:: Short exercise 1 ::
Transcribe the part of the Purim passage below that opens with the words containing "Purim is a holy" and closes with "time of self-defense.".
[START OF Excerpt]
Purim is a holy day based on the biblical book of Esther, known generally as the "Megillah" (scroll). Set in the Persian empire sometime in the 500s or 400s B.C.E., Esther is one of the only biblical books set in exile outside of Eretz Yisrael (the Land of Israel). The clueless king Achashverosh is duped by his adviser Haman to sign a decree to wipe out "a certain people" in his empire. Achashverosh does not realize that his new queen, Esther (Hadassah in Hebrew) is herself a Jew, who has kept her identity secret at the behest of her older cousin Mordechai. In the end, Esther and Mordechai save the Jews, destroy Haman, and ordain the holy day of Purim for all time. Purim is named for the Hebrew word pur, which means a "lot" -- the date Haman chose for the massacre of the Jews was chosen by lot, but instead that became the time of self-defense.
[END OF Excerpt]
:: Short exercise 2 ::
Report how many lines of the rows contain the word "blue", and give only the number.
[START OF Data extract]
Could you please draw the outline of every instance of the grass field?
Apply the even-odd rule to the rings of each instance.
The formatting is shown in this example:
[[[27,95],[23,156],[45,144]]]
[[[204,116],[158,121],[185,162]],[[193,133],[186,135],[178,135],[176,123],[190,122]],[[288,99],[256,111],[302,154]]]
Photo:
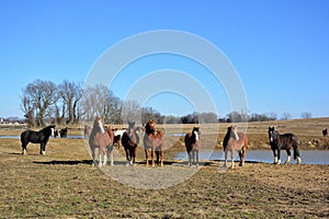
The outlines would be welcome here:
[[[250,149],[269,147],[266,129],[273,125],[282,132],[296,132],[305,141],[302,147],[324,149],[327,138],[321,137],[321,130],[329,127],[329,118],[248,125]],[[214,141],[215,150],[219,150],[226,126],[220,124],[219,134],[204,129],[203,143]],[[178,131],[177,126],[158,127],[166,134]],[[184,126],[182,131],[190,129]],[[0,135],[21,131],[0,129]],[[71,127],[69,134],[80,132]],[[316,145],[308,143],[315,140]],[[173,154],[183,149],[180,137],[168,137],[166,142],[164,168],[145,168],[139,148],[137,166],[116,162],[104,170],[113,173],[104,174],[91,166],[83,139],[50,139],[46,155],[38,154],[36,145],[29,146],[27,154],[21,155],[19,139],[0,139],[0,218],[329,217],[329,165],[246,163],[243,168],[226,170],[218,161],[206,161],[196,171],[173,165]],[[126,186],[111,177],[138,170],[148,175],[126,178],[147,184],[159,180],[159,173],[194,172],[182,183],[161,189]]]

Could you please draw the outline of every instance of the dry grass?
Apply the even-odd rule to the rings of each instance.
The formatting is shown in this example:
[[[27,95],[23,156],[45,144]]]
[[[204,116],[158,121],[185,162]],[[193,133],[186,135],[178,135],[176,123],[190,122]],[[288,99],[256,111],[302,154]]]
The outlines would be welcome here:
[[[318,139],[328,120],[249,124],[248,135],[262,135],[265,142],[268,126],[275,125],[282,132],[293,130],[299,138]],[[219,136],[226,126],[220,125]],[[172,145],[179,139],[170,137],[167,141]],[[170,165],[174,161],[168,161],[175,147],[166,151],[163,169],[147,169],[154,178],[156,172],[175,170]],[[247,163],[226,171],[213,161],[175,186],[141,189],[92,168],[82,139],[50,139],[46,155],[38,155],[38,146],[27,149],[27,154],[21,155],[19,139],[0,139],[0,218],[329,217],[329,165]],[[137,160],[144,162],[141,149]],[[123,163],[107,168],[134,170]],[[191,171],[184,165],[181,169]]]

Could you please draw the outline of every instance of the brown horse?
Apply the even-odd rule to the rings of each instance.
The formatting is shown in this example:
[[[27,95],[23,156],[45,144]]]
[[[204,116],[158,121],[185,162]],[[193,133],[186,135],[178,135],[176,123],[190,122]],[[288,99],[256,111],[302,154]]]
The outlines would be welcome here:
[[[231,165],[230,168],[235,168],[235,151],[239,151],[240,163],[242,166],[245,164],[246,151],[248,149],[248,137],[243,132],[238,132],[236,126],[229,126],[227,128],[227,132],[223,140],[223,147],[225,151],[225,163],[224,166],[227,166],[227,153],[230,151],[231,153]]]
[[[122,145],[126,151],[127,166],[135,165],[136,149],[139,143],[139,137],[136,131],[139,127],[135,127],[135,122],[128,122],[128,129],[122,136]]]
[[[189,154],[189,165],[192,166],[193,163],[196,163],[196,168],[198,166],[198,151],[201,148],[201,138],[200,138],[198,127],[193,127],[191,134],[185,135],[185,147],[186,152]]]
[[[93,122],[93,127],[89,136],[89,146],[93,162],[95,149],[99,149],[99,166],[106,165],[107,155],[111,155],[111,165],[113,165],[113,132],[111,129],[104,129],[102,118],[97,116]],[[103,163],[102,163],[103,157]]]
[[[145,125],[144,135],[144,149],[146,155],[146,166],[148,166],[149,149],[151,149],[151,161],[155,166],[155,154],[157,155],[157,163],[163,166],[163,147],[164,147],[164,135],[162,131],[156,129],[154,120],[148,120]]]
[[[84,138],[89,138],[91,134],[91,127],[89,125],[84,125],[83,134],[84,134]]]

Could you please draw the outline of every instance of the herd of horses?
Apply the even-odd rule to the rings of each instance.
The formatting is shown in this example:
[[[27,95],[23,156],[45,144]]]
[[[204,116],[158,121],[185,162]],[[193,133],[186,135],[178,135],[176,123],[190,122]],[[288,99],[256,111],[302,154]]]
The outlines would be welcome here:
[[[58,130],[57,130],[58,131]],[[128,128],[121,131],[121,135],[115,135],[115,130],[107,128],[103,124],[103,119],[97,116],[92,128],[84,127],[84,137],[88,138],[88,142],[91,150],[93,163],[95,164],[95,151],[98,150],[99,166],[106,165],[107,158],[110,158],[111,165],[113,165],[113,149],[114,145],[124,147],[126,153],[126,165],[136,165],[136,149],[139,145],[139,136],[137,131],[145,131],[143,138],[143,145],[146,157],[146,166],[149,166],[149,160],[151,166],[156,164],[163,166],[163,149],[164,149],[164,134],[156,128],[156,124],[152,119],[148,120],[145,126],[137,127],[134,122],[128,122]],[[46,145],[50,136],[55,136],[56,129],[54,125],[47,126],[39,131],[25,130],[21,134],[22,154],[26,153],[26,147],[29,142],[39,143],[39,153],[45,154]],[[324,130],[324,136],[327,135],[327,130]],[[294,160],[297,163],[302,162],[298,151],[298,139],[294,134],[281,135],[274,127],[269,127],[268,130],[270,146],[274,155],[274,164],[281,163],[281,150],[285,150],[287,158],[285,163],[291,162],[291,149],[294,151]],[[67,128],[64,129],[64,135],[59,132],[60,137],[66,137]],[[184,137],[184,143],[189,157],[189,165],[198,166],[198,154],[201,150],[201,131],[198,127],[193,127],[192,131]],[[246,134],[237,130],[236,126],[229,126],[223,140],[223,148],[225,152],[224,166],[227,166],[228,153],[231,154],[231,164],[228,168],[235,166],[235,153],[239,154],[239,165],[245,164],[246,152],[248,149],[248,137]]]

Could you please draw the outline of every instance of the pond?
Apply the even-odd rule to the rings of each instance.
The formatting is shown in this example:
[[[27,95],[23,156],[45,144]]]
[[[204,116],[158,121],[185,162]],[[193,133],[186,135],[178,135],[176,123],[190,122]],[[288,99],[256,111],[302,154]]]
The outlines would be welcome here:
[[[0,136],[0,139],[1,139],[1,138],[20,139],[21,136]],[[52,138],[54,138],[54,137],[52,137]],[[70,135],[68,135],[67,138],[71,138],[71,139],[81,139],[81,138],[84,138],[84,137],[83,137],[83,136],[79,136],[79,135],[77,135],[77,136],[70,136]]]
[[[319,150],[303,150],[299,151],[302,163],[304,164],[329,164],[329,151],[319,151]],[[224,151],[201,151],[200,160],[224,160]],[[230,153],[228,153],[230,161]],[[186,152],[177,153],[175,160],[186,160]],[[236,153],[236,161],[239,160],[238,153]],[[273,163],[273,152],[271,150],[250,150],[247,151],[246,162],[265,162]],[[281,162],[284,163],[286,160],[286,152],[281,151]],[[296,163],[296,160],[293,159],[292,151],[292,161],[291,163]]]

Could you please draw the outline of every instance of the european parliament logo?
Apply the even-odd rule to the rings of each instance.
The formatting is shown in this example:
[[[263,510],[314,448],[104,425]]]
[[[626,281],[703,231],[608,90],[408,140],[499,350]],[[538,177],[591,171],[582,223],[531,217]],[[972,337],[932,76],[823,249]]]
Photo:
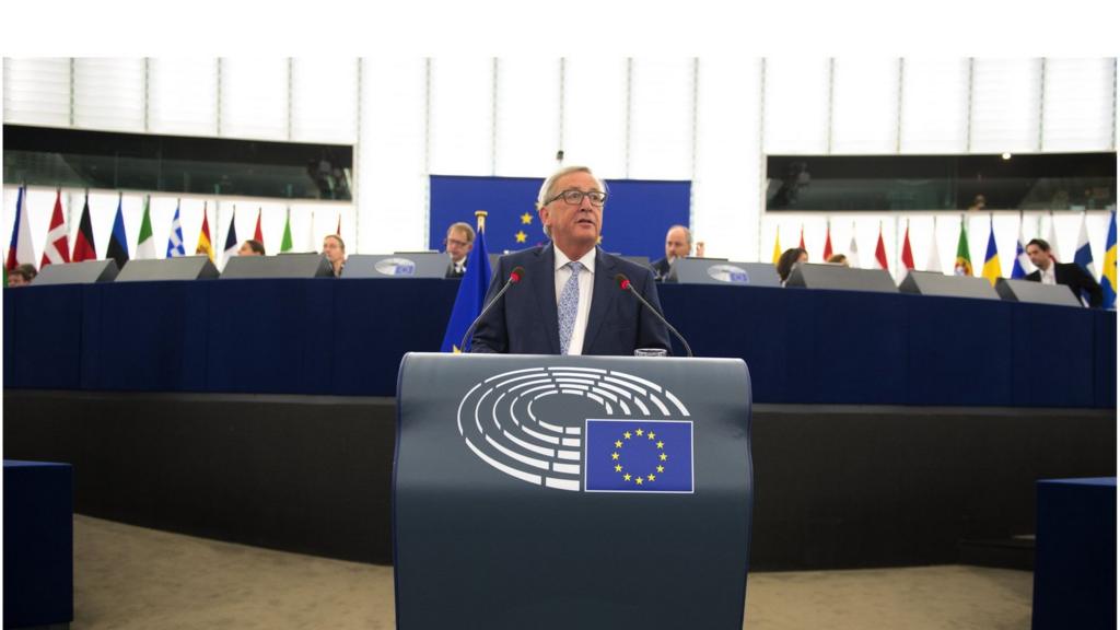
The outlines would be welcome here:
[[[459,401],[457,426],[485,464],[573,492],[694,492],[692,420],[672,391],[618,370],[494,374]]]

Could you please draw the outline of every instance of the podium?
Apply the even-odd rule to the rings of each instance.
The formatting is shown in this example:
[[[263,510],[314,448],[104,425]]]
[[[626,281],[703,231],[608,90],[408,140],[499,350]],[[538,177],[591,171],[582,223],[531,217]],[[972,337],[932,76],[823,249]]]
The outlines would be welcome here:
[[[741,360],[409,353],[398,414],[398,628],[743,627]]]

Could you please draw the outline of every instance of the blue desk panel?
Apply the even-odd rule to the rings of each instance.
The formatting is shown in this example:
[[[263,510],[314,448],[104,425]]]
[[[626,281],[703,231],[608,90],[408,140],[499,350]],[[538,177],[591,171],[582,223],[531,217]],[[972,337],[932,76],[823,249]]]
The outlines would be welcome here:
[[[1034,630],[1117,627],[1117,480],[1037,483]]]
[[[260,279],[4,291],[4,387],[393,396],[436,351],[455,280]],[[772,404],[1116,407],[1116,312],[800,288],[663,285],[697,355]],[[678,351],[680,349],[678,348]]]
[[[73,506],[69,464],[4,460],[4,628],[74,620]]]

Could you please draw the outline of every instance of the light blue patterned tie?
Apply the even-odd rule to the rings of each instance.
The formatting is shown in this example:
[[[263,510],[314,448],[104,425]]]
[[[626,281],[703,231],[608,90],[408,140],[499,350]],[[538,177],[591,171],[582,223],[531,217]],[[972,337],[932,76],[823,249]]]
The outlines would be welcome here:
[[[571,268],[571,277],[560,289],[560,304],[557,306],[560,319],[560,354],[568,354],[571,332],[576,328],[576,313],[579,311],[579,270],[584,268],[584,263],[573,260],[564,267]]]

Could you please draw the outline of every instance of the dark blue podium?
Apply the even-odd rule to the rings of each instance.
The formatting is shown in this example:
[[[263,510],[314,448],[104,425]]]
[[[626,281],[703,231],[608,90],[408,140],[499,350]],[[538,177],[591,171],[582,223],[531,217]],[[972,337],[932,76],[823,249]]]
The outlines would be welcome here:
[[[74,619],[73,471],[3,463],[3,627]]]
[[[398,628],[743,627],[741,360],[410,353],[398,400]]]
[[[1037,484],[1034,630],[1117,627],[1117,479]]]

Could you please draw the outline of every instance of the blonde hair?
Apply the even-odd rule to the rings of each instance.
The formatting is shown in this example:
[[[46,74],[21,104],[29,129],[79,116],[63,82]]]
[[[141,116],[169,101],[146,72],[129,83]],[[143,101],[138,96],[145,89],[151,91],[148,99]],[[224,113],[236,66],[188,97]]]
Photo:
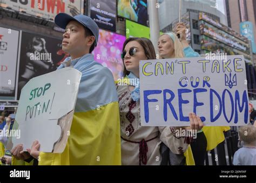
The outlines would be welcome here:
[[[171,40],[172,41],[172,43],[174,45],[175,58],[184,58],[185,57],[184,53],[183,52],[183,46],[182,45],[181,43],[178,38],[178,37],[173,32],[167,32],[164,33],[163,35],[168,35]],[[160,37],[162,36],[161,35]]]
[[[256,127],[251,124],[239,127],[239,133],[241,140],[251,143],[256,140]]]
[END OF Data extract]
:: Full response 1 ::
Purim is a holy day based on the biblical book of Esther, known generally as the "Megillah" (scroll). Set in the Persian empire sometime in the 500s or 400s B.C.E., Esther is one of the only biblical books set in exile outside of Eretz Yisrael (the Land of Israel). The clueless king Achashverosh is duped by his adviser Haman to sign a decree to wipe out "a certain people" in his empire. Achashverosh does not realize that his new queen, Esther (Hadassah in Hebrew) is herself a Jew, who has kept her identity secret at the behest of her older cousin Mordechai. In the end, Esther and Mordechai save the Jews, destroy Haman, and ordain the holy day of Purim for all time. Purim is named for the Hebrew word pur, which means a "lot" -- the date Haman chose for the massacre of the Jews was chosen by lot, but instead that became the time of self-defense.

:: Full response 2 ::
3